(Stored data entries)

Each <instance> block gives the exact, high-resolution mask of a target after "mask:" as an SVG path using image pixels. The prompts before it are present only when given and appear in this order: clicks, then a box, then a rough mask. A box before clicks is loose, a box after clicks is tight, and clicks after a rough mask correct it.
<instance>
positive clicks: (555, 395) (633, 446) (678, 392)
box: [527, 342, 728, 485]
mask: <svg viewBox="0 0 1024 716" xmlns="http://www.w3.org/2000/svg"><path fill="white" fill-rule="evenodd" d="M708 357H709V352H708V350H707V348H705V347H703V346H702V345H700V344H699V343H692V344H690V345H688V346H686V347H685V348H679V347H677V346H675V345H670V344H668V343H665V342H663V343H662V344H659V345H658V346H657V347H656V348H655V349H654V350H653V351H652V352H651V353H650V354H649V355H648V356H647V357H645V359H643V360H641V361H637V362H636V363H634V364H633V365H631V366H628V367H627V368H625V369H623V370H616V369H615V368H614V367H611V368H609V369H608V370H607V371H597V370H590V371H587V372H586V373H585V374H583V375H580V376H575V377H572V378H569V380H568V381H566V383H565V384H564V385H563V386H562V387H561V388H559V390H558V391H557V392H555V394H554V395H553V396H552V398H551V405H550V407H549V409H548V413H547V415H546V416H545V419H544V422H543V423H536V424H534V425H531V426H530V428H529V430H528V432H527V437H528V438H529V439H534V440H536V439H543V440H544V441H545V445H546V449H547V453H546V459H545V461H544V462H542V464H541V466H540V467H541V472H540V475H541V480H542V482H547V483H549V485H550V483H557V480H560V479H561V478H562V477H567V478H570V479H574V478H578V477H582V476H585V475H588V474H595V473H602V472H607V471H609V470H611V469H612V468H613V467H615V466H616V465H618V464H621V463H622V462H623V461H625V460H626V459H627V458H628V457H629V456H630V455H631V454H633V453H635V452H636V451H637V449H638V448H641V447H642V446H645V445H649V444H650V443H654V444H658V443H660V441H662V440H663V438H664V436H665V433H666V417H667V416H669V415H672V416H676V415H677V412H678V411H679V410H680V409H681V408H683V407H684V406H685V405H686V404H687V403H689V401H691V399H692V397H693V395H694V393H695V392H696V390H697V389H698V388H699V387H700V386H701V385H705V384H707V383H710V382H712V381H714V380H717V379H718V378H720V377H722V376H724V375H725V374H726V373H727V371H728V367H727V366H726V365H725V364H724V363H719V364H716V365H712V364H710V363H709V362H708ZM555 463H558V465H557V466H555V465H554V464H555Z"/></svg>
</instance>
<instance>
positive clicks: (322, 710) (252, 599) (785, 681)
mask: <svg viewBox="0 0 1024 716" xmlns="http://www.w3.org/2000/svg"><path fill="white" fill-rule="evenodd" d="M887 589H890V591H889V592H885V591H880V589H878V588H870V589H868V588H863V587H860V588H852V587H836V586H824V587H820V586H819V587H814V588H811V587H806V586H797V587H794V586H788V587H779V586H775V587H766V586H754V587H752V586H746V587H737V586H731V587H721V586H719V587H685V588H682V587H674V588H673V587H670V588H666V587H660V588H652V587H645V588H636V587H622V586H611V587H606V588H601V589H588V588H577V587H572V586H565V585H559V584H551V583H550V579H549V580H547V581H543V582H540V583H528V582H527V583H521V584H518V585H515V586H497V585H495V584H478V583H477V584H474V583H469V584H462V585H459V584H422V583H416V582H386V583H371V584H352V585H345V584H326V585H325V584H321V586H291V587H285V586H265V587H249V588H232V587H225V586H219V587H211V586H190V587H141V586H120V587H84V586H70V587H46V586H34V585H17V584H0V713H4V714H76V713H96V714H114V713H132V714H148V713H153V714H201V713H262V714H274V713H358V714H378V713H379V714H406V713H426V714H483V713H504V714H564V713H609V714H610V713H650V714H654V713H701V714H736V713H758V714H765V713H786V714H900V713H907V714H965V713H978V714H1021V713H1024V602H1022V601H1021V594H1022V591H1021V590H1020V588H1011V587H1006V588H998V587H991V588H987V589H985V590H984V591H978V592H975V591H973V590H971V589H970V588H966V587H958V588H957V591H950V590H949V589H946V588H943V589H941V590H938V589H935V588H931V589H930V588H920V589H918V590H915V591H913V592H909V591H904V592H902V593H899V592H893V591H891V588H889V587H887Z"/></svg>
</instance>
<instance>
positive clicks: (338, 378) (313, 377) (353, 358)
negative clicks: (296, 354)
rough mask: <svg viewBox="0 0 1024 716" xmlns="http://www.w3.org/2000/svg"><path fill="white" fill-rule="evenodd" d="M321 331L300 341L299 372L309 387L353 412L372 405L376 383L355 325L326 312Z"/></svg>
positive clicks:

**REQUIRED ACTION**.
Duplicate the listing above line for line, leaving every character unchanged.

**EXERCISE RESPONSE**.
Each <instance> block gives the exact, high-resolution mask of a target after "mask:" as an SVG path using image pixels. The prompts before it are present only when given and appear in this order: clicks, then a box, then a rough mask. A box before clicks is loose, a box after clicks is tight, and clicks after a rough mask correct it.
<instance>
positive clicks: (555, 395) (633, 446) (678, 392)
box: [527, 342, 728, 485]
mask: <svg viewBox="0 0 1024 716" xmlns="http://www.w3.org/2000/svg"><path fill="white" fill-rule="evenodd" d="M708 357H709V352H708V350H707V348H705V347H703V346H702V345H700V344H699V343H692V344H690V345H688V346H686V347H685V348H679V347H677V346H675V345H670V344H668V343H665V342H663V343H662V344H659V345H658V346H657V347H656V348H655V349H654V350H653V351H652V352H651V353H650V354H649V355H648V356H647V357H645V359H643V360H641V361H637V362H636V363H634V364H633V365H631V366H628V367H627V368H625V369H623V370H616V369H615V368H614V367H611V368H609V369H608V370H607V371H597V370H590V371H587V372H586V373H585V374H583V375H580V376H575V377H572V378H569V380H568V381H566V383H565V384H564V385H563V386H562V387H561V388H559V390H558V391H557V392H555V394H554V395H553V396H552V398H551V405H550V407H549V409H548V413H547V415H546V416H545V419H544V422H543V423H536V424H534V425H531V426H530V428H529V430H528V432H527V437H528V438H529V439H534V440H536V439H543V440H544V441H545V445H546V449H547V453H546V459H545V461H544V462H542V464H541V466H540V467H541V472H540V475H541V480H542V482H547V483H549V485H550V483H557V480H560V479H561V478H562V477H567V478H570V479H574V478H578V477H582V476H585V475H588V474H595V473H602V472H607V471H609V470H611V469H612V468H613V467H615V466H616V465H618V464H621V463H622V462H623V461H625V460H626V459H627V458H628V457H629V456H630V455H631V454H633V453H635V452H636V451H637V449H638V448H641V447H642V446H645V445H649V444H650V443H654V444H658V443H660V441H662V440H663V438H664V436H665V433H666V417H667V416H669V415H672V416H676V415H677V412H678V411H679V410H680V409H681V408H683V407H684V406H685V405H686V404H687V403H689V401H691V399H692V397H693V395H694V393H695V392H696V390H697V389H698V388H699V387H700V386H701V385H705V384H707V383H710V382H712V381H714V380H717V379H718V378H720V377H722V376H724V375H725V374H726V373H727V371H728V367H727V366H726V365H725V364H724V363H719V364H716V365H712V364H710V363H709V362H708ZM555 463H558V465H557V466H555V465H554V464H555Z"/></svg>
</instance>
<instance>
positive clicks: (322, 710) (252, 599) (785, 681)
mask: <svg viewBox="0 0 1024 716" xmlns="http://www.w3.org/2000/svg"><path fill="white" fill-rule="evenodd" d="M887 589H890V591H889V592H885V591H880V589H878V588H870V589H868V588H863V587H860V588H852V587H836V586H824V587H820V586H819V587H814V588H811V587H806V586H797V587H794V586H788V587H779V586H775V587H766V586H754V587H752V586H746V587H737V586H731V587H721V586H719V587H685V588H682V587H674V588H673V587H670V588H666V587H660V588H652V587H645V588H636V587H622V586H611V587H606V588H601V589H588V588H577V587H572V586H565V585H559V584H551V583H550V579H549V580H547V581H543V582H540V583H528V582H527V583H521V584H518V585H515V586H497V585H495V584H478V583H477V584H474V583H469V584H462V585H459V584H422V583H416V582H386V583H371V584H352V585H345V584H326V585H325V584H321V586H291V587H285V586H265V587H249V588H232V587H225V586H219V587H211V586H190V587H141V586H120V587H84V586H70V587H46V586H34V585H17V584H0V713H4V714H76V713H96V714H114V713H132V714H148V713H153V714H201V713H262V714H274V713H358V714H378V713H379V714H406V713H426V714H483V713H504V714H564V713H609V714H610V713H650V714H654V713H701V714H736V713H758V714H765V713H786V714H900V713H907V714H965V713H978V714H1021V713H1024V602H1022V601H1021V594H1022V591H1021V590H1020V588H1011V587H1006V588H998V587H991V588H987V589H985V590H984V591H978V592H975V591H973V590H971V589H970V588H966V587H958V588H957V591H950V590H949V589H946V588H943V589H941V590H938V589H935V588H931V589H930V588H920V589H918V590H915V591H913V592H909V591H904V592H902V593H899V592H893V591H891V588H889V587H887Z"/></svg>
</instance>
<instance>
positive clicks: (338, 378) (313, 377) (353, 358)
negative clicks: (296, 354)
rough mask: <svg viewBox="0 0 1024 716" xmlns="http://www.w3.org/2000/svg"><path fill="white" fill-rule="evenodd" d="M321 331L300 341L299 372L309 387L353 412L372 405L376 383L355 325L326 312Z"/></svg>
positive clicks:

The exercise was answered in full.